Records Block Start
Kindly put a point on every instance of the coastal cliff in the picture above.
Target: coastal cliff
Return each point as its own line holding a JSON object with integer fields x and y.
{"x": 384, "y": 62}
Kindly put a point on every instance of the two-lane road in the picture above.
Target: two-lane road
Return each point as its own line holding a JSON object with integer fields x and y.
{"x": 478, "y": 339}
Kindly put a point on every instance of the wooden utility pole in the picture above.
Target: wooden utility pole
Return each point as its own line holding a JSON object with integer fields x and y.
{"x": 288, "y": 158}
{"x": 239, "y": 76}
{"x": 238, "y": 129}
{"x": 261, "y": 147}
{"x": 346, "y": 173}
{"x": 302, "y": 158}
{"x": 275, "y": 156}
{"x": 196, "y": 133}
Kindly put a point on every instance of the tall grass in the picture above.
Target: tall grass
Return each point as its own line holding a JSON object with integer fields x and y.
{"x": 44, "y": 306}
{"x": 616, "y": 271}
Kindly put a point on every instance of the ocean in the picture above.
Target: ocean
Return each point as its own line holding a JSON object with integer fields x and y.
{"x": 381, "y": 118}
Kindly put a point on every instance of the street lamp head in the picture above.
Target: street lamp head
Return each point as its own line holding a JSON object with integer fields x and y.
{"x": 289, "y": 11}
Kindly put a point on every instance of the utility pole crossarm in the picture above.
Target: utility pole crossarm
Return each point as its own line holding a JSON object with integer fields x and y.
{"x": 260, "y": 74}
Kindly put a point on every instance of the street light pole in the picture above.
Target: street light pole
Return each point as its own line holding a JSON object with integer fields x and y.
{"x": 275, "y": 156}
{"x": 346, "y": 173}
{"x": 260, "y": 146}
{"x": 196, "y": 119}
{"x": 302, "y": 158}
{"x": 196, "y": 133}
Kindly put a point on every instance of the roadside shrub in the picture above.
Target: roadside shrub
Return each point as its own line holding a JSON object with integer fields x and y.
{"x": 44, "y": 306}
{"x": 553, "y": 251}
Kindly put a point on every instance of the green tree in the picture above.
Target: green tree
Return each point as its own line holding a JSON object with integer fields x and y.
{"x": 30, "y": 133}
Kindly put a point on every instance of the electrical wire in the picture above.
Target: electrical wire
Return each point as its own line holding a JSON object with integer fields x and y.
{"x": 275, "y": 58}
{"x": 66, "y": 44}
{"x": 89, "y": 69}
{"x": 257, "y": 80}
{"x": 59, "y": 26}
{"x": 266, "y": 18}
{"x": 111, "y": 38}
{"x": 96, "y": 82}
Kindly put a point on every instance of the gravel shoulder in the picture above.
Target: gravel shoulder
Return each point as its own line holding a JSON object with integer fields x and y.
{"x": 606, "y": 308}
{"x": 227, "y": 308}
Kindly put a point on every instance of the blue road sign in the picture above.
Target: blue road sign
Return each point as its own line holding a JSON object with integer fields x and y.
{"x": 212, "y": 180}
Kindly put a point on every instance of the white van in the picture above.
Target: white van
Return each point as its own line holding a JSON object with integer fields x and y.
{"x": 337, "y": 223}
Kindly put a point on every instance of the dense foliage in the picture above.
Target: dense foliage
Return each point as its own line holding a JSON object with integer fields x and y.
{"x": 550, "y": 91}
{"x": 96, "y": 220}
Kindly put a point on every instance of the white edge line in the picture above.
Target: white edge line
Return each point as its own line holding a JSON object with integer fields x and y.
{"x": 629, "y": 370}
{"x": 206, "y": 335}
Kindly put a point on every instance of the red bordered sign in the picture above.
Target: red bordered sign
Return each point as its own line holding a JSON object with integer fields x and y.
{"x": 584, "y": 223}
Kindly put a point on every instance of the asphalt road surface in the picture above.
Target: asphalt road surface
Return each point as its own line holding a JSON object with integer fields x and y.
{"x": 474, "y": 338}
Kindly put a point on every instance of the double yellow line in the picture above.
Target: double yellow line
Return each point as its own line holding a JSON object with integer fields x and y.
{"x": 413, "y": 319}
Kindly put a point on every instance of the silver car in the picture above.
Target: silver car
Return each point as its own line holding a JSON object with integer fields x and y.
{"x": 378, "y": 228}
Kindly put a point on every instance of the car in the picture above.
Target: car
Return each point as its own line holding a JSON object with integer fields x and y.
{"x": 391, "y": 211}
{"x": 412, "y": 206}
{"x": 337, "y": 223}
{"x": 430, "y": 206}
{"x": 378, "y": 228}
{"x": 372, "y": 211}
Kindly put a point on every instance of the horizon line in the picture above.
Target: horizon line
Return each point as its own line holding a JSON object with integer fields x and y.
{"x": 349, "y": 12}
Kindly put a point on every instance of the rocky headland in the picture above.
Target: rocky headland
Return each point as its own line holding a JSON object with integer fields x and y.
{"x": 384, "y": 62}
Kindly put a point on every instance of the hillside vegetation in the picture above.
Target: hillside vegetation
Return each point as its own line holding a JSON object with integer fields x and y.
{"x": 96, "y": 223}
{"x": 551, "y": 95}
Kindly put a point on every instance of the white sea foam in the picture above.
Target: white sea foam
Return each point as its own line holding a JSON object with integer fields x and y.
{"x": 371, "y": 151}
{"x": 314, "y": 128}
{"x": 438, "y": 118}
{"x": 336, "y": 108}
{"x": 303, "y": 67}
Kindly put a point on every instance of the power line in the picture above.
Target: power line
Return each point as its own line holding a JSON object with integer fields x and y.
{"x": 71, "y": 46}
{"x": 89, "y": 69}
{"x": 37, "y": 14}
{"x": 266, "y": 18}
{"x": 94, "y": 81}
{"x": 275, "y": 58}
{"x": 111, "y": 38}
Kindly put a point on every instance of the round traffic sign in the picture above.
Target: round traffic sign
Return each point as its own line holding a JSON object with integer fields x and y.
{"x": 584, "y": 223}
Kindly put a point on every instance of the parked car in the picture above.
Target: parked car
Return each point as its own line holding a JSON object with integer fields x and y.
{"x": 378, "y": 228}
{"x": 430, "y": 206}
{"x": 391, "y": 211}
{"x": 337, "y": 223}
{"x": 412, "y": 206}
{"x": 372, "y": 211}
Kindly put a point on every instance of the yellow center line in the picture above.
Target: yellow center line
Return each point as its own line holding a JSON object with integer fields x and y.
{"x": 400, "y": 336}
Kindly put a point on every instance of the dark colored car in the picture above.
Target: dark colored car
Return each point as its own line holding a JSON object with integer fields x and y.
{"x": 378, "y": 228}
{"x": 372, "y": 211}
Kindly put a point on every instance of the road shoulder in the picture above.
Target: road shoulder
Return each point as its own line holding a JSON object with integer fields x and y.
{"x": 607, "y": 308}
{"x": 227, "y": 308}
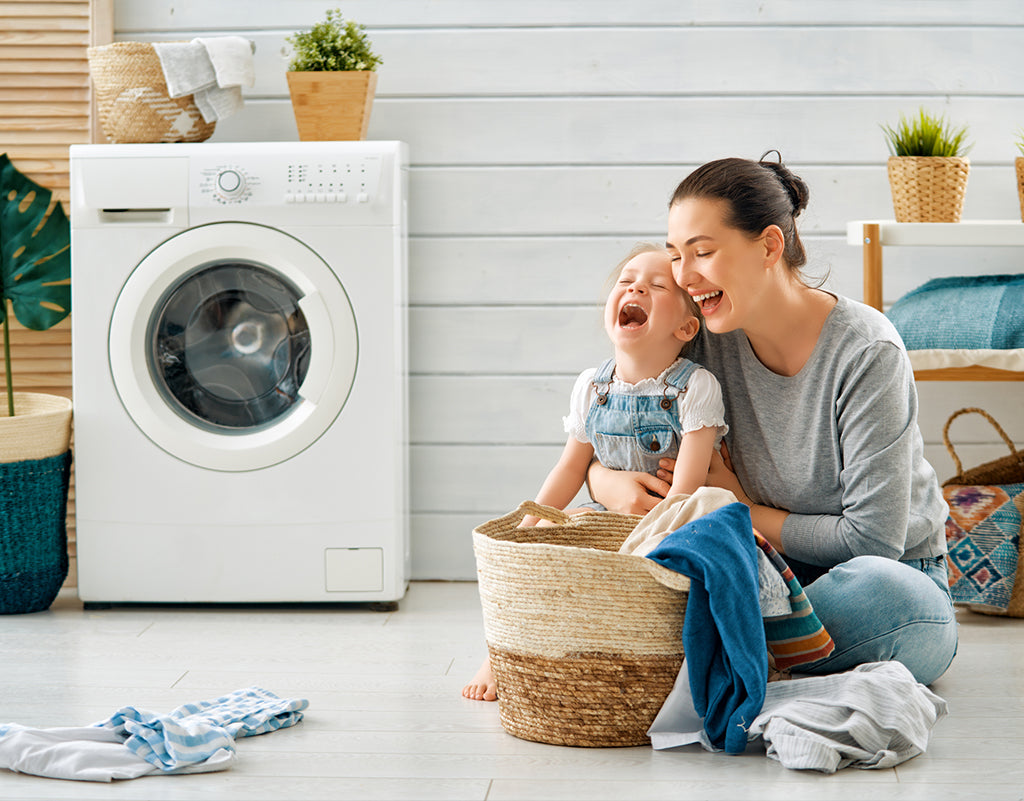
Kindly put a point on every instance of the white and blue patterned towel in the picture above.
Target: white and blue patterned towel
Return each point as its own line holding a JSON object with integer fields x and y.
Records Block End
Whenever the string "dark" shows up in a line above, copy that line.

* _Answer section_:
Kindly put a point on every instance of the dark colored car in the picture above.
Target: dark colored car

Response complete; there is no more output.